▶ **Do this**
Reproduce every one of the following records with "nothing around it" replaced by "not its surroundings" wherever it occurs, keeping all other text unchanged. Omit the pictures from your output.

### Input rows

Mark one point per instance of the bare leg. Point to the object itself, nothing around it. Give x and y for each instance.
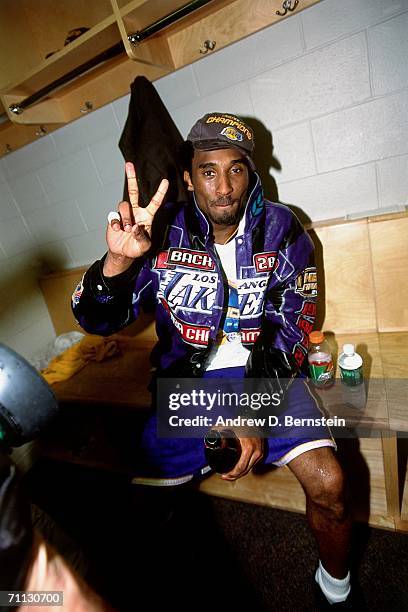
(322, 479)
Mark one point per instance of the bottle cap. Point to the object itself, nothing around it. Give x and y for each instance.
(348, 349)
(316, 337)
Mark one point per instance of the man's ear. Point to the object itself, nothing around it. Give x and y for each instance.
(187, 180)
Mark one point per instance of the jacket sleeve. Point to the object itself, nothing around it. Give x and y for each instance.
(290, 308)
(104, 305)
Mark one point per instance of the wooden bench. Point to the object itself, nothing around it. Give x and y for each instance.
(363, 300)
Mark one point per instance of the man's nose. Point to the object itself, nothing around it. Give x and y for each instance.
(224, 186)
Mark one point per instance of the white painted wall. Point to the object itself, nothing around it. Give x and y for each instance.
(330, 84)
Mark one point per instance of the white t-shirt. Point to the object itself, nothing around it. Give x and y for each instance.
(228, 351)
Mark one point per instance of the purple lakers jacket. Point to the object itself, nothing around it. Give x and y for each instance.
(183, 281)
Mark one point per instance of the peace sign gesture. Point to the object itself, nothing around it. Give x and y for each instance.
(129, 231)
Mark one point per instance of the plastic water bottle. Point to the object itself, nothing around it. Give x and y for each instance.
(320, 360)
(222, 450)
(351, 366)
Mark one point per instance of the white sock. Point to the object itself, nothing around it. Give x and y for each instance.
(334, 589)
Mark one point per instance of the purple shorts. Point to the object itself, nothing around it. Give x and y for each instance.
(169, 461)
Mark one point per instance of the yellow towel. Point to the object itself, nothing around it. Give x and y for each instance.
(90, 348)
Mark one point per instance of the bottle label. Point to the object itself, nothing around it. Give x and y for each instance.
(352, 377)
(321, 372)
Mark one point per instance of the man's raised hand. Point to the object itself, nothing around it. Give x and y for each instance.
(129, 231)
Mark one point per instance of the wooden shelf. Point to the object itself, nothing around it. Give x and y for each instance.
(29, 30)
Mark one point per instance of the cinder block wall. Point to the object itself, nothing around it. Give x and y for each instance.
(329, 84)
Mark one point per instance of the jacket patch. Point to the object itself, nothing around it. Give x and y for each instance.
(76, 296)
(306, 283)
(251, 296)
(190, 259)
(266, 262)
(248, 336)
(191, 291)
(197, 335)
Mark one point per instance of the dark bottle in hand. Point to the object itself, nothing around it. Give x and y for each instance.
(222, 449)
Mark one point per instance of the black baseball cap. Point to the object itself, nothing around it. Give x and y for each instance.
(222, 131)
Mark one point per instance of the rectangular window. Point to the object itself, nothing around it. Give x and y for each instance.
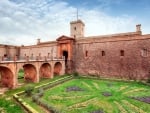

######

▶ **Exercise response**
Mark one point per instance of the bare leg. Point to the object itself, not its surroundings. Give x and y for each instance.
(322, 479)
Mark one point per instance of the bottle cap. Point to the object itself, not its surroundings. Give x and y for each instance.
(348, 349)
(316, 337)
Mark one point per instance of the man's ear. Point to the object itself, not its surroundings. Give x and y for each instance.
(187, 180)
Mark one point per instance of the jacket sleeve. Point to the object itself, not its surroundings. Give x and y for each instance.
(290, 308)
(104, 305)
Mark one point per instance of the wooden bench. Point to the object itself, not its surroundings. Give x and y for each instance.
(363, 300)
Mark one point per instance of the man's nose. Point to the object itself, not its surroundings. Give x and y for each instance.
(224, 186)
Mark one point per instance of the white painted wall. Point to the object itself, not its surroundings. Give x and y for each instance.
(330, 84)
Mark one point per instance of the white t-shirt. Point to the object itself, not its surroundings. Give x and y for each instance.
(228, 351)
Mark one point per instance of the purple lakers jacket. Point to the object itself, not its surroundings. Give x and y for each instance.
(183, 281)
Mark one point per instance of the peace sign gesture. Point to the object itself, not its surroundings. Give x and y for each instance.
(129, 231)
Mark one point per instance of the plastic water bottle. Point to the object itself, not its surroundings. Give x and y for each instance.
(320, 360)
(222, 450)
(351, 366)
Mark one point per instance of the white sock. Point to the object itself, not its surroundings. Give x and y for each instance.
(334, 589)
Mark one point per instance of the purple shorts. Point to the object itself, not its surroundings. Give x and y for each instance.
(169, 461)
Mark one point per instance of the yellow towel. Point to the object itself, not its surroundings. Give x and y for each instance.
(90, 348)
Mark one point per instance of the bottle label. Point to the object itself, not its surroundings. Give x and y for each instance.
(352, 377)
(321, 372)
Mark one point per instance of the man's raised hand. Point to the object itself, not its surroundings. Give x and y for each instance.
(129, 231)
Mark one point per instance of the wooden shelf. Point to the object itself, not its surroundings. Give x and y for each instance.
(29, 30)
Mark one point per instance of the cinder block wall. Point to the object itself, not its surroundings. Give x and y for each instance.
(329, 84)
Mark one point per instance of the jacket patch. Point to the object itself, not its surroundings. Give x and y for each instance.
(76, 296)
(306, 283)
(251, 296)
(190, 259)
(266, 262)
(248, 336)
(191, 291)
(197, 335)
Mark one point per instance of the dark bottle in hand. Point to the object itself, not its surroundings. Give x and y for each instance.
(222, 449)
Mark one point per instance of the black baseball cap. Point to the object itself, not its surroundings. Give x and y for each instance.
(222, 131)
Mark one point per instance of the rectangular window. Point to the object itself, not its surroundings. Give x and y for each instance.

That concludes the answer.